• _Exercise objective_:
Without the pictures, set down every line of the data exactly.

**********

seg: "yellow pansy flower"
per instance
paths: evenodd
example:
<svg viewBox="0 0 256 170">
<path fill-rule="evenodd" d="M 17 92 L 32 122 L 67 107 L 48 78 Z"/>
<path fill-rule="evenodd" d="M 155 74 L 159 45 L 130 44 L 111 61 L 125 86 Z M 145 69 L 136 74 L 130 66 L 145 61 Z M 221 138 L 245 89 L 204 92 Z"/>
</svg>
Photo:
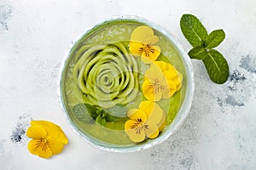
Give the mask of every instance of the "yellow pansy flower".
<svg viewBox="0 0 256 170">
<path fill-rule="evenodd" d="M 183 76 L 171 64 L 154 61 L 144 74 L 143 93 L 151 101 L 168 99 L 182 87 Z"/>
<path fill-rule="evenodd" d="M 43 158 L 62 151 L 68 139 L 58 125 L 47 121 L 32 121 L 26 136 L 32 139 L 28 143 L 28 150 Z"/>
<path fill-rule="evenodd" d="M 127 116 L 130 119 L 125 122 L 125 130 L 133 142 L 156 138 L 165 126 L 162 109 L 152 101 L 143 101 L 138 109 L 130 110 Z"/>
<path fill-rule="evenodd" d="M 135 57 L 141 56 L 142 61 L 150 64 L 160 54 L 160 48 L 154 46 L 159 38 L 152 28 L 147 26 L 137 27 L 131 35 L 130 51 Z"/>
</svg>

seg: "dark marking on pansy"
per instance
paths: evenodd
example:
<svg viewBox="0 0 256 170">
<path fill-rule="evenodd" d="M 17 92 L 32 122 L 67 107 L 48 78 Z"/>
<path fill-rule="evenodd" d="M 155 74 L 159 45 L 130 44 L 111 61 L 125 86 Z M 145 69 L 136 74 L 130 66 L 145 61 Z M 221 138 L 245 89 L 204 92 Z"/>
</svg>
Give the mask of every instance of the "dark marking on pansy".
<svg viewBox="0 0 256 170">
<path fill-rule="evenodd" d="M 240 60 L 239 66 L 245 69 L 246 71 L 256 74 L 256 59 L 255 56 L 251 57 L 250 55 L 242 56 Z"/>
</svg>

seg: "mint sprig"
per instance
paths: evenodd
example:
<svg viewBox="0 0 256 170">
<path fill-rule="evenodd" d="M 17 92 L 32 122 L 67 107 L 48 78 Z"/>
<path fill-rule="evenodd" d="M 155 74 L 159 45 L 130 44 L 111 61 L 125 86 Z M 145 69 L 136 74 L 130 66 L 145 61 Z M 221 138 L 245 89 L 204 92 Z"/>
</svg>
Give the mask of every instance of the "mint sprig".
<svg viewBox="0 0 256 170">
<path fill-rule="evenodd" d="M 225 38 L 223 30 L 207 33 L 204 26 L 193 14 L 183 14 L 180 20 L 183 34 L 192 45 L 189 52 L 191 59 L 201 60 L 211 80 L 216 83 L 224 83 L 229 77 L 229 65 L 225 58 L 216 49 Z"/>
</svg>

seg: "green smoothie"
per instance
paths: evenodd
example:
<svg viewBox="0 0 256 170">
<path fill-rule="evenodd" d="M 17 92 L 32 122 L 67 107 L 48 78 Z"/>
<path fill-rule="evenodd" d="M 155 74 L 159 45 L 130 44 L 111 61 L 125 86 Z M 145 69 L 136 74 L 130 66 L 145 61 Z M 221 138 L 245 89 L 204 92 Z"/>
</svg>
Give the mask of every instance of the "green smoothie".
<svg viewBox="0 0 256 170">
<path fill-rule="evenodd" d="M 125 131 L 127 111 L 147 99 L 142 89 L 150 65 L 135 57 L 129 48 L 132 31 L 141 26 L 147 25 L 113 20 L 96 26 L 75 42 L 66 62 L 61 82 L 65 110 L 77 129 L 101 145 L 141 144 L 131 140 Z M 152 29 L 160 48 L 156 61 L 172 64 L 183 76 L 178 91 L 170 98 L 154 101 L 166 115 L 161 135 L 184 99 L 187 76 L 170 40 Z"/>
</svg>

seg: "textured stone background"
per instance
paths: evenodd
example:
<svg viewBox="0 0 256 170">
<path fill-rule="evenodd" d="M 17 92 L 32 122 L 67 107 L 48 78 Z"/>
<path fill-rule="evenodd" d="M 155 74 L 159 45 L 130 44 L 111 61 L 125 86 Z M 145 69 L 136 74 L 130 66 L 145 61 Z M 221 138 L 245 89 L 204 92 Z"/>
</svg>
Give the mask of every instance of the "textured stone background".
<svg viewBox="0 0 256 170">
<path fill-rule="evenodd" d="M 1 169 L 256 169 L 256 1 L 0 0 Z M 186 51 L 179 20 L 194 14 L 230 64 L 226 83 L 212 83 L 193 60 L 195 92 L 189 117 L 165 143 L 138 153 L 102 151 L 69 127 L 59 106 L 61 62 L 75 37 L 112 15 L 135 14 L 170 30 Z M 24 135 L 32 119 L 61 126 L 69 144 L 50 160 L 31 155 Z"/>
</svg>

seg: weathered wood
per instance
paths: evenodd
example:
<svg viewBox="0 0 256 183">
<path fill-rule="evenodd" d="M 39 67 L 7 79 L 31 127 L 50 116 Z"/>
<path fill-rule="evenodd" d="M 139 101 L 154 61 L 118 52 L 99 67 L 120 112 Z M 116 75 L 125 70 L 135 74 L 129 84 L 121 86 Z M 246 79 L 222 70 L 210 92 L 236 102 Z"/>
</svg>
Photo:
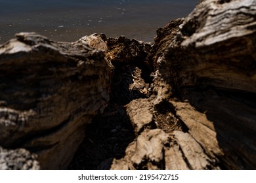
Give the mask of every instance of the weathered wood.
<svg viewBox="0 0 256 183">
<path fill-rule="evenodd" d="M 256 167 L 255 17 L 253 0 L 201 1 L 156 39 L 154 103 L 176 98 L 177 116 L 226 169 Z"/>
<path fill-rule="evenodd" d="M 37 155 L 24 148 L 4 149 L 0 146 L 0 170 L 37 170 Z"/>
<path fill-rule="evenodd" d="M 81 41 L 22 33 L 0 47 L 0 144 L 38 154 L 42 169 L 65 169 L 85 127 L 109 101 L 111 69 Z"/>
</svg>

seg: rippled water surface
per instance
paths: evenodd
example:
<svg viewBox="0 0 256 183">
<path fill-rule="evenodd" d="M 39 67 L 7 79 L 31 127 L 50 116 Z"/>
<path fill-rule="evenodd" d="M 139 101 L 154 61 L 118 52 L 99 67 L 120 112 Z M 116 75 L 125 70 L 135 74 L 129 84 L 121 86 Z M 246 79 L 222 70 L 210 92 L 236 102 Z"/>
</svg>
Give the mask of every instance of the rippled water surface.
<svg viewBox="0 0 256 183">
<path fill-rule="evenodd" d="M 75 41 L 104 33 L 153 41 L 156 29 L 186 16 L 198 0 L 0 0 L 0 43 L 20 31 Z"/>
</svg>

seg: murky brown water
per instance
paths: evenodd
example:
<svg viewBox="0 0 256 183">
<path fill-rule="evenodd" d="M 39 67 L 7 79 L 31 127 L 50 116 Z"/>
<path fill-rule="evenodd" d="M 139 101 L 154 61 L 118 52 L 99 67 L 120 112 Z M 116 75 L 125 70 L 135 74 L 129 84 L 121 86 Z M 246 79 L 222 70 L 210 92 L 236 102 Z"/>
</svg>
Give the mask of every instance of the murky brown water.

**********

• _Written answer_:
seg: "yellow pansy flower"
per instance
paths: evenodd
example:
<svg viewBox="0 0 256 170">
<path fill-rule="evenodd" d="M 17 92 L 32 122 L 67 107 L 48 78 Z"/>
<path fill-rule="evenodd" d="M 155 74 L 159 45 L 130 44 L 111 61 L 125 86 Z M 145 69 L 136 74 L 130 66 L 145 61 Z M 221 138 L 245 89 L 204 92 Z"/>
</svg>
Photo:
Give the mask of every instance of the "yellow pansy flower".
<svg viewBox="0 0 256 170">
<path fill-rule="evenodd" d="M 183 76 L 171 64 L 154 61 L 144 74 L 143 93 L 151 101 L 168 99 L 182 87 Z"/>
<path fill-rule="evenodd" d="M 43 158 L 62 151 L 68 139 L 58 125 L 47 121 L 32 121 L 26 136 L 32 139 L 28 143 L 28 150 Z"/>
<path fill-rule="evenodd" d="M 127 116 L 130 119 L 125 122 L 125 130 L 133 142 L 156 138 L 165 126 L 162 109 L 152 101 L 143 101 L 138 109 L 130 110 Z"/>
<path fill-rule="evenodd" d="M 135 57 L 141 56 L 142 61 L 150 64 L 160 54 L 160 48 L 154 46 L 159 38 L 152 28 L 147 26 L 137 27 L 131 35 L 130 51 Z"/>
</svg>

seg: "dark marking on pansy"
per instance
paths: evenodd
example:
<svg viewBox="0 0 256 170">
<path fill-rule="evenodd" d="M 17 92 L 32 122 L 67 107 L 48 78 Z"/>
<path fill-rule="evenodd" d="M 155 74 L 159 45 L 130 44 L 111 61 L 125 86 Z M 145 69 L 136 74 L 130 66 L 145 61 Z M 221 138 L 245 89 L 204 92 Z"/>
</svg>
Give the mask of every instance of the "dark marking on pansy".
<svg viewBox="0 0 256 170">
<path fill-rule="evenodd" d="M 240 60 L 239 66 L 245 69 L 246 71 L 256 74 L 256 59 L 255 56 L 251 57 L 250 55 L 242 56 Z"/>
</svg>

seg: "mint sprig"
per instance
paths: evenodd
example:
<svg viewBox="0 0 256 170">
<path fill-rule="evenodd" d="M 17 92 L 32 122 L 67 107 L 48 78 Z"/>
<path fill-rule="evenodd" d="M 155 74 L 159 45 L 130 44 L 111 61 L 125 86 Z M 145 69 L 136 74 L 130 66 L 145 61 Z M 221 138 L 245 89 L 204 92 Z"/>
</svg>
Give the mask of every instance of the "mint sprig".
<svg viewBox="0 0 256 170">
<path fill-rule="evenodd" d="M 225 38 L 223 30 L 207 33 L 204 26 L 193 14 L 183 14 L 180 20 L 183 34 L 192 45 L 189 52 L 191 59 L 201 60 L 211 80 L 216 83 L 224 83 L 229 77 L 229 65 L 225 58 L 216 49 Z"/>
</svg>

seg: "green smoothie"
per instance
paths: evenodd
example:
<svg viewBox="0 0 256 170">
<path fill-rule="evenodd" d="M 17 92 L 32 122 L 67 107 L 48 78 Z"/>
<path fill-rule="evenodd" d="M 155 74 L 159 45 L 130 44 L 111 61 L 125 86 Z M 145 69 L 136 74 L 130 66 L 145 61 Z M 221 138 L 245 89 L 204 92 Z"/>
</svg>
Give the mask of every instance of the "green smoothie".
<svg viewBox="0 0 256 170">
<path fill-rule="evenodd" d="M 125 131 L 127 111 L 147 99 L 142 89 L 150 65 L 135 57 L 129 48 L 132 31 L 141 26 L 147 25 L 113 20 L 96 26 L 75 42 L 66 62 L 61 82 L 65 110 L 77 129 L 101 145 L 141 144 L 131 140 Z M 152 29 L 160 48 L 156 61 L 172 64 L 183 76 L 178 91 L 170 98 L 154 101 L 166 115 L 161 135 L 184 99 L 187 76 L 170 40 Z"/>
</svg>

seg: "textured stone background"
per instance
paths: evenodd
example:
<svg viewBox="0 0 256 170">
<path fill-rule="evenodd" d="M 17 92 L 32 122 L 67 107 L 48 78 Z"/>
<path fill-rule="evenodd" d="M 155 74 L 159 45 L 130 44 L 111 61 L 125 86 Z M 145 69 L 136 74 L 130 66 L 145 61 Z M 221 138 L 245 89 L 204 92 Z"/>
</svg>
Give the mask of every instance of the "textured stone background".
<svg viewBox="0 0 256 170">
<path fill-rule="evenodd" d="M 1 169 L 256 169 L 256 1 L 0 0 Z M 186 51 L 179 20 L 194 14 L 230 64 L 226 83 L 212 83 L 193 60 L 195 92 L 189 117 L 165 143 L 138 153 L 102 151 L 69 127 L 59 106 L 61 62 L 75 37 L 112 15 L 135 14 L 170 30 Z M 24 135 L 32 119 L 61 126 L 69 144 L 50 160 L 31 155 Z"/>
</svg>

seg: weathered wood
per instance
paths: evenodd
example:
<svg viewBox="0 0 256 183">
<path fill-rule="evenodd" d="M 39 67 L 7 79 L 31 127 L 50 116 Z"/>
<path fill-rule="evenodd" d="M 139 101 L 154 61 L 118 52 L 99 67 L 120 112 Z M 116 75 L 125 70 L 135 74 L 129 84 L 121 86 Z M 246 79 L 222 70 L 210 92 L 236 102 Z"/>
</svg>
Photo:
Give the mask of every instance of the weathered wood.
<svg viewBox="0 0 256 183">
<path fill-rule="evenodd" d="M 256 167 L 255 17 L 253 0 L 201 1 L 156 39 L 154 103 L 176 98 L 177 116 L 226 169 Z"/>
<path fill-rule="evenodd" d="M 37 155 L 24 148 L 4 149 L 0 146 L 0 170 L 37 170 Z"/>
<path fill-rule="evenodd" d="M 81 41 L 22 33 L 0 47 L 0 144 L 38 154 L 42 169 L 65 169 L 85 127 L 109 101 L 111 69 Z"/>
</svg>

seg: rippled water surface
per instance
paths: evenodd
example:
<svg viewBox="0 0 256 183">
<path fill-rule="evenodd" d="M 39 67 L 7 79 L 31 127 L 50 116 Z"/>
<path fill-rule="evenodd" d="M 139 101 L 154 61 L 118 52 L 99 67 L 120 112 Z M 116 75 L 125 70 L 135 74 L 129 84 L 121 86 Z M 246 79 L 222 70 L 210 92 L 236 102 Z"/>
</svg>
Give the mask of every instance of the rippled water surface.
<svg viewBox="0 0 256 183">
<path fill-rule="evenodd" d="M 75 41 L 104 33 L 153 41 L 156 29 L 186 16 L 198 0 L 0 0 L 0 43 L 20 31 Z"/>
</svg>

seg: murky brown water
per instance
paths: evenodd
example:
<svg viewBox="0 0 256 183">
<path fill-rule="evenodd" d="M 39 67 L 7 79 L 31 127 L 50 116 Z"/>
<path fill-rule="evenodd" d="M 139 101 L 154 61 L 118 52 L 99 67 L 120 112 Z M 116 75 L 125 70 L 135 74 L 129 84 L 121 86 Z M 246 79 L 222 70 L 210 92 L 236 102 Z"/>
</svg>
Give the mask of every instance of the murky brown water.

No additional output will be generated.